■ Objective ■
Count how many lines in the records below contain the word "green", and give only that number.

[begin Provided information]

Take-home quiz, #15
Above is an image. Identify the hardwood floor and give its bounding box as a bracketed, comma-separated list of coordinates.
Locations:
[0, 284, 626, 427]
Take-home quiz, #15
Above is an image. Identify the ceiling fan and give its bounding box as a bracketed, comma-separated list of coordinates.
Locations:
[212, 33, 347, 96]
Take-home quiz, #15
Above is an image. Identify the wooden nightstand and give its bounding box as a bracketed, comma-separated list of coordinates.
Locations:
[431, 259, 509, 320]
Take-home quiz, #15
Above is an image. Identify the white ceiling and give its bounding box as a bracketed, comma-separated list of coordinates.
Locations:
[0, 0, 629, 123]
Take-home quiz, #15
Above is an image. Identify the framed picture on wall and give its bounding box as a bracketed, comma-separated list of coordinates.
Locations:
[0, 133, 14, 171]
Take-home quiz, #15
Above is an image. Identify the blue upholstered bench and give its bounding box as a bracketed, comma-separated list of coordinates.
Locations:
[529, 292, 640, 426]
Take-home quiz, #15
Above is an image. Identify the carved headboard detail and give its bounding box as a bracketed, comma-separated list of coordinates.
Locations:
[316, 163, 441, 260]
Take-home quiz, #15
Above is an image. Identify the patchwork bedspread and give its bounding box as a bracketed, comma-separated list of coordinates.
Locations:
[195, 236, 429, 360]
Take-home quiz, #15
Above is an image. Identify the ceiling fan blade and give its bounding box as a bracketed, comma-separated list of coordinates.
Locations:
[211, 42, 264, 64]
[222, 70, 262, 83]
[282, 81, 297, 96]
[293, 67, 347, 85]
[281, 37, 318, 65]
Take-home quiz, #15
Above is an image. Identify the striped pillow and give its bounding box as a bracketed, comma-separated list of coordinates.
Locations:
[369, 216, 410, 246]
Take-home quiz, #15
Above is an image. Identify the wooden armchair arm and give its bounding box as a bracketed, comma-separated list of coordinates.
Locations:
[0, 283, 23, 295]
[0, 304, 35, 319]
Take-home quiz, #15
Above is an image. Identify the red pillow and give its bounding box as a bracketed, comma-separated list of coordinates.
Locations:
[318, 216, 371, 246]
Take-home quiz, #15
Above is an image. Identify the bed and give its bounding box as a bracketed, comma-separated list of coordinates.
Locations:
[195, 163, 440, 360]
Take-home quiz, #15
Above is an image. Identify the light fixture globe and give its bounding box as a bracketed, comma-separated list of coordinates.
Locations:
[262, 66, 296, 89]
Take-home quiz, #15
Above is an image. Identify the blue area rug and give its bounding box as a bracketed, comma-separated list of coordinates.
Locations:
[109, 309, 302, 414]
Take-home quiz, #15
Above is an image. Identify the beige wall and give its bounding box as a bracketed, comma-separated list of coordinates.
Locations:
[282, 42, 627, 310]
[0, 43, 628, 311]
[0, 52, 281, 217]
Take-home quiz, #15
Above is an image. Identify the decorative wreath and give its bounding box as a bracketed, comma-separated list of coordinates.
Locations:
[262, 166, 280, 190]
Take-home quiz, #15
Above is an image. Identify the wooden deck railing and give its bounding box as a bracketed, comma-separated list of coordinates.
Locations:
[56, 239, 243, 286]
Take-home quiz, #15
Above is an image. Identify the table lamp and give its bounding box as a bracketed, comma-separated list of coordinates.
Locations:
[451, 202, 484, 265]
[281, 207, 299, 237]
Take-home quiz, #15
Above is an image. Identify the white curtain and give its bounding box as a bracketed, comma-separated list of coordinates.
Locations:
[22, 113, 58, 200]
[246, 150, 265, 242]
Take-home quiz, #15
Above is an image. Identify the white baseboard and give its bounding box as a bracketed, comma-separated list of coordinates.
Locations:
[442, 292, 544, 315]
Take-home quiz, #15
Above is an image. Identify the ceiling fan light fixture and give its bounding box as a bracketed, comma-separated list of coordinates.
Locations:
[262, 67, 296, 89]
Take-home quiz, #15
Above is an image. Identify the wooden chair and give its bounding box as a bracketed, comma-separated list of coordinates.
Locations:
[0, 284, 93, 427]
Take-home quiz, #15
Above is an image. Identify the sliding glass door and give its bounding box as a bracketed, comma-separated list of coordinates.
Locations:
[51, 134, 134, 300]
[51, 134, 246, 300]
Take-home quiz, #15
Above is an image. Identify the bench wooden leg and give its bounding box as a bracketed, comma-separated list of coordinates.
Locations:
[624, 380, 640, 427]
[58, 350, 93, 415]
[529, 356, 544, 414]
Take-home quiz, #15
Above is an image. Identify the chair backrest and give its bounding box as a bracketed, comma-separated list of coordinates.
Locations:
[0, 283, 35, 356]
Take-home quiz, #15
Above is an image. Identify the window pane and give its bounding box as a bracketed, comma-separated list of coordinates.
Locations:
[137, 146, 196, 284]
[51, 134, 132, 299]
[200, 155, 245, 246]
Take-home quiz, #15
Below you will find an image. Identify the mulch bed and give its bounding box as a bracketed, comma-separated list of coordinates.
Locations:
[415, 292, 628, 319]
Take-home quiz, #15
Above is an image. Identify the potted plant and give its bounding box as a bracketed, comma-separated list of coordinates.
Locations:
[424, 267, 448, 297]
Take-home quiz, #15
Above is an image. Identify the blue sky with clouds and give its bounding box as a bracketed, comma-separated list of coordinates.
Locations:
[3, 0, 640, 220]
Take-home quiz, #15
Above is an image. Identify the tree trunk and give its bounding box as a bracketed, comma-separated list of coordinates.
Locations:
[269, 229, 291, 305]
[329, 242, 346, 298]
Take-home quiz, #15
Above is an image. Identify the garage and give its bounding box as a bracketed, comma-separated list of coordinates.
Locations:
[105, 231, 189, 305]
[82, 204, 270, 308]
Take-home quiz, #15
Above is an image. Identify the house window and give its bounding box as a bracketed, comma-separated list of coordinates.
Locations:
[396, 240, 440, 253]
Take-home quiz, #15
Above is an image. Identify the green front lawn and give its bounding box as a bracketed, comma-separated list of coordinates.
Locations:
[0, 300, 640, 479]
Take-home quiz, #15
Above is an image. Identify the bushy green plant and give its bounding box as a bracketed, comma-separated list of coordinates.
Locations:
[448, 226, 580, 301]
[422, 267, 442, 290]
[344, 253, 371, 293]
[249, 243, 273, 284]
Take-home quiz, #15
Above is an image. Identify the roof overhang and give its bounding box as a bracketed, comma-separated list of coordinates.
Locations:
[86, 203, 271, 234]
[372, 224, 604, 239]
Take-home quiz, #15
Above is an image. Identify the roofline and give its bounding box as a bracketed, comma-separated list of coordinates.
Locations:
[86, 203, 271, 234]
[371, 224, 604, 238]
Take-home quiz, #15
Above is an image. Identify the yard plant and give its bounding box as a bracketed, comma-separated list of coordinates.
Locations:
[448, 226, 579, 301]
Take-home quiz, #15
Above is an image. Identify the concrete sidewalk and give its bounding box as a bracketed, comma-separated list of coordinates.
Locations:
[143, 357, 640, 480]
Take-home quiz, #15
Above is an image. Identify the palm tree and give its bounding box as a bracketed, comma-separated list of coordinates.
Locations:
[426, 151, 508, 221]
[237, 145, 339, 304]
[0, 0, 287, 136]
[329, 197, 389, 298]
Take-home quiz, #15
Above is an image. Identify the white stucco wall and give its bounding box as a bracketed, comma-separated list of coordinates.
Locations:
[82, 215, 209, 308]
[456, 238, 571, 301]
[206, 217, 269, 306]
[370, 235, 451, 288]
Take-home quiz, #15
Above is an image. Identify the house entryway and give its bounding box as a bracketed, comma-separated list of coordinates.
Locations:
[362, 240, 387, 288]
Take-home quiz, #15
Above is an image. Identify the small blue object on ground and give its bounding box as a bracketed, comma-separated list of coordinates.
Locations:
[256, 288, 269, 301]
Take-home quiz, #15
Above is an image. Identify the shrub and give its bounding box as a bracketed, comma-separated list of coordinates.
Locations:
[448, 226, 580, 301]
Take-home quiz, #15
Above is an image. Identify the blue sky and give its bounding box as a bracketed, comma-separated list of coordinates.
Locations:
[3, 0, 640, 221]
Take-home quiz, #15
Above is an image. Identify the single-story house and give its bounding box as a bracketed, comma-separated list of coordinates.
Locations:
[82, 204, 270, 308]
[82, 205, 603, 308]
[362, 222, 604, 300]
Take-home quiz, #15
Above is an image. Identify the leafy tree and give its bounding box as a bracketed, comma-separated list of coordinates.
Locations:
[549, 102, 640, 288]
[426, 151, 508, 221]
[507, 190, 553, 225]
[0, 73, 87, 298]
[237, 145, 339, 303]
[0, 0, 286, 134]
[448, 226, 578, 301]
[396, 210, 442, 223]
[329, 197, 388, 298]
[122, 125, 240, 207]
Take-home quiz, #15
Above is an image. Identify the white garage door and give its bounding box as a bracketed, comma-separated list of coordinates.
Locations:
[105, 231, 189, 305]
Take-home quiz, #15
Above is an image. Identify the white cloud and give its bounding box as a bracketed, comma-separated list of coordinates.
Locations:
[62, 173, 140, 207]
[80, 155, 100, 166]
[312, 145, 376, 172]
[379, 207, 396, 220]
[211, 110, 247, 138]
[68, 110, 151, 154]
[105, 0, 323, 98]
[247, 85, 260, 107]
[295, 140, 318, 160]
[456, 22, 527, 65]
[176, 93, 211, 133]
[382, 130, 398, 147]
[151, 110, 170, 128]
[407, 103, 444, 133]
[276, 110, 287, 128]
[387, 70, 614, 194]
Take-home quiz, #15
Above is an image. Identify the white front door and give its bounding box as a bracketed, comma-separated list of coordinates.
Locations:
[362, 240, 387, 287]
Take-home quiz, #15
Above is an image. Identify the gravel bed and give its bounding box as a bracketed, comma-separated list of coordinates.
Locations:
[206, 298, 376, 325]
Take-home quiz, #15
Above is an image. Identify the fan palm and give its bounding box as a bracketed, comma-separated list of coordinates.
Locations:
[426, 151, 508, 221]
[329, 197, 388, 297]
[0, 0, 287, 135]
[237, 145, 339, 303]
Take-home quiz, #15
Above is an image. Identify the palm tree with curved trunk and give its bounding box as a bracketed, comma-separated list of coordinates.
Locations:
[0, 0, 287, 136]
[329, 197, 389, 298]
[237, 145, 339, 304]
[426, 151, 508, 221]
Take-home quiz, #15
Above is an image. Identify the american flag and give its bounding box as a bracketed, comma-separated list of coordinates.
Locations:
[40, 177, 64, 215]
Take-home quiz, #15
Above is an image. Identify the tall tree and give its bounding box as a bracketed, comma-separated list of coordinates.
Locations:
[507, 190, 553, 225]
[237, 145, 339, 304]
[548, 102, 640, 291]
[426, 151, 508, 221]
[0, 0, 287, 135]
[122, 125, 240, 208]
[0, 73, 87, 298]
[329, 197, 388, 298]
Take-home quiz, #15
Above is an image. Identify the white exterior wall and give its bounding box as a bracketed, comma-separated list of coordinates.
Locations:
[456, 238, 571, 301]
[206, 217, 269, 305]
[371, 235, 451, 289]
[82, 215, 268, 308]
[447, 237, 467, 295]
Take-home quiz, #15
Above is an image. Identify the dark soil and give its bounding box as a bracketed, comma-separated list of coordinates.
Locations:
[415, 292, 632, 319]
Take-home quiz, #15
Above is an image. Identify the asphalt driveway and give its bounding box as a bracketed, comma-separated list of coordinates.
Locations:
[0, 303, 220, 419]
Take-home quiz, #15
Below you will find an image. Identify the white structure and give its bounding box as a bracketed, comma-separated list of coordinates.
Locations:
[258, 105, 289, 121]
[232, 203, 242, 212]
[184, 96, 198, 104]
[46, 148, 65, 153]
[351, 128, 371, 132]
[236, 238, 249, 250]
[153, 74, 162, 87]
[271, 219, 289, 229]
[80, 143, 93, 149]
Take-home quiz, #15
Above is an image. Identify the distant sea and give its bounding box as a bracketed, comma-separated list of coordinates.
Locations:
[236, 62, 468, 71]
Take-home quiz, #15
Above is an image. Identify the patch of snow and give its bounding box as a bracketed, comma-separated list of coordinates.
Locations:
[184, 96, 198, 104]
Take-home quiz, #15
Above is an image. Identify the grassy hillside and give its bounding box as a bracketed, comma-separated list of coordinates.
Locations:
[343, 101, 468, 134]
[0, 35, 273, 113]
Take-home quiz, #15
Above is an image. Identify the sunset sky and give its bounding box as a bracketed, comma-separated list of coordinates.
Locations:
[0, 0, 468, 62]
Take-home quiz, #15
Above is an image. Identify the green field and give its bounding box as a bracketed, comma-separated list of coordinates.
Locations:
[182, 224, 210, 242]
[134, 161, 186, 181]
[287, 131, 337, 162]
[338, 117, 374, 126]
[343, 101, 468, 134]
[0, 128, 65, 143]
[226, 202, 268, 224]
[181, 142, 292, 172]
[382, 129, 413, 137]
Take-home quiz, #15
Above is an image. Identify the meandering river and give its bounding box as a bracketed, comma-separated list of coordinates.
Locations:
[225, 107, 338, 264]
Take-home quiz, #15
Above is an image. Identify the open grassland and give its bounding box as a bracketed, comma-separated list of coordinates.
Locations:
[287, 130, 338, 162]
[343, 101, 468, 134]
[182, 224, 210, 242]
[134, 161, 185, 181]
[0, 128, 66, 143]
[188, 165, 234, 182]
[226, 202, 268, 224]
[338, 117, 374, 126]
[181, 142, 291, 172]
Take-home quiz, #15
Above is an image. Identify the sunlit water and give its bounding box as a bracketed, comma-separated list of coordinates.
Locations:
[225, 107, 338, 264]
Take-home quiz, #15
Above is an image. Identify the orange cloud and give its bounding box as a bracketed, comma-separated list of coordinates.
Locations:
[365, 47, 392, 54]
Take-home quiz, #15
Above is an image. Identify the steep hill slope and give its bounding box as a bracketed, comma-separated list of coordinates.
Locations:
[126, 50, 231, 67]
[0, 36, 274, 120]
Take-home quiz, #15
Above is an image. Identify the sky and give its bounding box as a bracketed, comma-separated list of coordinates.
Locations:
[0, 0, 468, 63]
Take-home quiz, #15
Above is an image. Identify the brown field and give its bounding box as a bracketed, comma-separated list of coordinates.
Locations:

[end Provided information]

■ Written response ■
3